PROBLEM DETAILS - Copy out the full passage about the Southeast high-speed rail corridor word for word.

— Start EXTRACTED TEXT —

The NC corridor is one segment of the larger plan for the SouthEast HSR Corridor with 3 major sections: Washington DC to Richmond VA, Richmond to Raleigh NC, Raleigh to Charlotte NC. The NC DOT goal for the Raleigh to Charlotte corridor is to close all grade crossings and get max speeds up to 90 mph. The NC & VA plan for the Richmond to Raleigh section is to acquire the abandoned CSX S-Line from Petersburg, VA to Norlina, NC for a shorter route than the current A-Line, straighten out a bunch of curves, close all grade crossings on the section, upgrade for 110 mph speeds on the S-Line. But it would also prepare the ROW for future electrification and higher speeds. While not true HSR, the new route along with improvements to the DC to Richmond corridor would reduce current travel times from DC to Raleigh by over 2 hours with a goal of 4 daily trains between Charlotte NC and DC & the NEC.
Hope the Tea Party Republicans in NC do not get anywhere in stalling or killing this project. The NC and VA DOTs have been working many years with modest state funding to lay the groundwork for the SE HSR corridor and implement incremental improvements to service. While the current plan is not true HSR, it establishes a route and ROW for a future electrified HSR corridor connecting from the NEC at DC to Charlotte and eventually to Atlanta if SC and Georgia ever get on board.

— End EXTRACTED TEXT —
— Start RECORDED INFORMATION —

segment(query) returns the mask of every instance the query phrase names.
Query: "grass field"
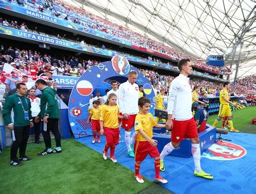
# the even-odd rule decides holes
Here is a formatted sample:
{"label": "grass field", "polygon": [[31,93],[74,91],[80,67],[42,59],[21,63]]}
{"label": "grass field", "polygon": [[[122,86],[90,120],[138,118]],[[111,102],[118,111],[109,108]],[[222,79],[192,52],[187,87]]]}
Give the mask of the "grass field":
{"label": "grass field", "polygon": [[[242,132],[256,134],[256,107],[233,113],[235,127]],[[216,115],[210,116],[212,124]],[[218,127],[221,127],[220,122]],[[63,152],[44,156],[36,153],[44,144],[28,144],[27,155],[33,160],[15,167],[9,165],[10,147],[0,156],[0,193],[168,193],[160,186],[145,179],[144,184],[134,179],[134,172],[110,161],[73,139],[63,140]]]}
{"label": "grass field", "polygon": [[[250,124],[252,118],[256,118],[256,106],[248,107],[240,110],[235,110],[233,113],[233,125],[235,129],[240,132],[256,134],[256,125]],[[209,117],[207,123],[213,124],[217,115]],[[222,120],[217,125],[217,127],[222,126]]]}

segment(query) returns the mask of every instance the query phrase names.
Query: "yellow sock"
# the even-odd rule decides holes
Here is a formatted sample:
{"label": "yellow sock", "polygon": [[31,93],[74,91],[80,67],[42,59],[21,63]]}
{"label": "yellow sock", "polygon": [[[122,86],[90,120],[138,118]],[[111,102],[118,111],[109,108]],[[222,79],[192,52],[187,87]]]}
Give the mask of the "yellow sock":
{"label": "yellow sock", "polygon": [[214,121],[214,123],[213,124],[213,126],[216,126],[217,125],[218,123],[219,122],[219,121],[218,121],[217,119],[215,119]]}
{"label": "yellow sock", "polygon": [[234,126],[233,126],[233,121],[229,120],[228,121],[228,125],[230,126],[230,130],[234,129]]}

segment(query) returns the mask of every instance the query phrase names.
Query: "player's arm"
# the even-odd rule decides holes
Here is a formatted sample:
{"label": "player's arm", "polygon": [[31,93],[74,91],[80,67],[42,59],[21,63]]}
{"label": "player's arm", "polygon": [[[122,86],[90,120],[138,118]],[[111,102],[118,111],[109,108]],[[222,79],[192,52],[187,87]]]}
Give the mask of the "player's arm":
{"label": "player's arm", "polygon": [[149,138],[149,137],[144,132],[143,129],[140,129],[139,130],[140,134],[144,137],[152,146],[156,146],[157,145],[157,141],[153,140],[152,139]]}
{"label": "player's arm", "polygon": [[234,106],[237,106],[237,104],[235,104],[235,103],[232,103],[231,101],[229,101],[229,100],[228,100],[226,98],[226,96],[222,96],[222,98],[223,98],[223,100],[225,101],[225,102],[227,102],[228,103],[229,103],[232,105],[233,105]]}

— End RECORDED INFORMATION —

RESULT BELOW -
The NC corridor is one segment of the larger plan for the SouthEast HSR Corridor with 3 major sections: Washington DC to Richmond VA, Richmond to Raleigh NC, Raleigh to Charlotte NC. The NC DOT goal for the Raleigh to Charlotte corridor is to close all grade crossings and get max speeds up to 90 mph. The NC & VA plan for the Richmond to Raleigh section is to acquire the abandoned CSX S-Line from Petersburg, VA to Norlina, NC for a shorter route than the current A-Line, straighten out a bunch of curves, close all grade crossings on the section, upgrade for 110 mph speeds on the S-Line. But it would also prepare the ROW for future electrification and higher speeds. While not true HSR, the new route along with improvements to the DC to Richmond corridor would reduce current travel times from DC to Raleigh by over 2 hours with a goal of 4 daily trains between Charlotte NC and DC & the NEC.
Hope the Tea Party Republicans in NC do not get anywhere in stalling or killing this project. The NC and VA DOTs have been working many years with modest state funding to lay the groundwork for the SE HSR corridor and implement incremental improvements to service. While the current plan is not true HSR, it establishes a route and ROW for a future electrified HSR corridor connecting from the NEC at DC to Charlotte and eventually to Atlanta if SC and Georgia ever get on board.